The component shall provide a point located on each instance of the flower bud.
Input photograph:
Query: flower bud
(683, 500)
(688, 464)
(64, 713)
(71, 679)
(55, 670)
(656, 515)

* * * * *

**AIM**. Render every line of the records above as a JSON list of strings, one string per line, and leave out any blank lines.

**CORRECT RESPONSE**.
[
  "The component shall provide a point located on each instance of the flower bud.",
  "Input photograph:",
  "Query: flower bud",
  "(683, 500)",
  "(688, 464)",
  "(64, 713)",
  "(71, 679)",
  "(55, 670)",
  "(656, 515)"
]